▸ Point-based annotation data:
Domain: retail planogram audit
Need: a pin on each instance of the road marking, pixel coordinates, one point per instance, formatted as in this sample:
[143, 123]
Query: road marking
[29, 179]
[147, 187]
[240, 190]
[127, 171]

▸ INSTRUCTION: Here, the records must be output exactly and in full.

▸ ANSWER TO THE PROBLEM:
Domain: retail planogram audit
Need: a pin on each instance of the road marking, pixel coordinates, one point per instance, formatted as in this sample:
[143, 123]
Query: road marking
[29, 179]
[147, 187]
[240, 190]
[127, 171]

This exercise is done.